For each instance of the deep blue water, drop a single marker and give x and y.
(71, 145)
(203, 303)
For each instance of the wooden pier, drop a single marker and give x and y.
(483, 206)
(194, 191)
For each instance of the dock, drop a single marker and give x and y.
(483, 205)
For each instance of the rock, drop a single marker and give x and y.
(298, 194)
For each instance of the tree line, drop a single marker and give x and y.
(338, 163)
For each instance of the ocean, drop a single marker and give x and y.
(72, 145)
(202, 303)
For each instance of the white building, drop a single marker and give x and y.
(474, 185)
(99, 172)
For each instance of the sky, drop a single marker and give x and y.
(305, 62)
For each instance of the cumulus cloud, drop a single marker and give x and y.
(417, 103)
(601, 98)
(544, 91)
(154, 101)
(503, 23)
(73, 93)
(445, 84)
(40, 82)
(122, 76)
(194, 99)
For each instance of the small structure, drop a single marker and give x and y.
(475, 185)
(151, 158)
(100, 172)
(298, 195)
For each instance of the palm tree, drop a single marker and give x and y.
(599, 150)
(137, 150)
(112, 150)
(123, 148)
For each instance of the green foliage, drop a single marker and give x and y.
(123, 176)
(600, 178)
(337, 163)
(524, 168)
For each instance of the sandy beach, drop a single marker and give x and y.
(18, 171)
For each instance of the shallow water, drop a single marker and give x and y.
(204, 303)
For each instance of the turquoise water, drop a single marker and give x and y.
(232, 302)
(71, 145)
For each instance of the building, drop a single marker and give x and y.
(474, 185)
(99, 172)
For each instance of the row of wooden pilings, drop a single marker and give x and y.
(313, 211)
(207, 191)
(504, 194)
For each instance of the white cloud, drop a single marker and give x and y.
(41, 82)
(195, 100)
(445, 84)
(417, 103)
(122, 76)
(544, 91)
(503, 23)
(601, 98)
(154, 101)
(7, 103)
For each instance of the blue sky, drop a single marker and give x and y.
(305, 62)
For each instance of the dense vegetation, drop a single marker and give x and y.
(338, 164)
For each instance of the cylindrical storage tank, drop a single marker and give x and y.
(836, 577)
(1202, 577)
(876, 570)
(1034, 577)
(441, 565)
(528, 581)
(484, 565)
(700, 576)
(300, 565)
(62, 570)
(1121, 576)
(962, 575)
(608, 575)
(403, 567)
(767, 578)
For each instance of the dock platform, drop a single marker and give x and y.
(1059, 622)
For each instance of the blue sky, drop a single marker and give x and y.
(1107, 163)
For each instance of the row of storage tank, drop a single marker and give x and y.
☆ ☆ ☆ ☆
** Prompt **
In the answer, include exactly the lines from the line containing "For each instance of the white building, drop" through the end of the data, and nothing else.

** Answer to this exercise **
For each instance of the white building, drop a single marker and give x and y.
(474, 185)
(99, 172)
For each instance of the sky, drop a single marker and give x and y.
(305, 62)
For each instance of the cumulus cloud, drop a single marker and give x and y.
(417, 103)
(601, 98)
(544, 91)
(154, 101)
(503, 23)
(73, 93)
(445, 84)
(40, 82)
(122, 76)
(194, 99)
For each instance of the small structure, drop a single marker and give x and y.
(475, 185)
(151, 158)
(100, 172)
(298, 195)
For each instance of the palm tree, drop a single marker and give x and y.
(599, 150)
(137, 150)
(112, 150)
(123, 148)
For each instance of the green foliage, drop a single marker and give x and y.
(123, 176)
(600, 178)
(337, 163)
(524, 168)
For each instance of the sandy beach, drop a single marker and give x and y.
(18, 171)
For each instance of the shallow water, drop a single marker and give x and y.
(204, 303)
For each instance of the turquoise water, drop a single marker and give x and y.
(232, 302)
(71, 145)
For each instance of the building, drop a single marker and give x and y.
(474, 185)
(99, 172)
For each instance of the row of wooden pilings, drop a single marker and give x and y.
(313, 211)
(207, 191)
(504, 194)
For each instance of the white cloud, drop a single marker and give x and y.
(41, 82)
(195, 100)
(445, 84)
(417, 103)
(122, 76)
(544, 91)
(503, 23)
(601, 98)
(154, 101)
(7, 103)
For each instance of the blue sky, drop a single marker and give x and y.
(305, 62)
For each instance of the dense vegetation, drop a single marker and give x and y.
(338, 164)
For each instance of the cylindrical storage tank, drop a single marker and give x and y.
(836, 577)
(1202, 577)
(876, 570)
(1034, 577)
(441, 565)
(528, 581)
(484, 565)
(700, 576)
(300, 565)
(62, 570)
(1121, 576)
(962, 575)
(608, 575)
(403, 567)
(767, 578)
For each instance of the dock platform, drop a single marker and give x and y.
(1059, 622)
For each instance of the blue sky, drop a single marker and give x and y.
(1107, 163)
For each instance of the row of storage tank, drop a single marker and give x and y.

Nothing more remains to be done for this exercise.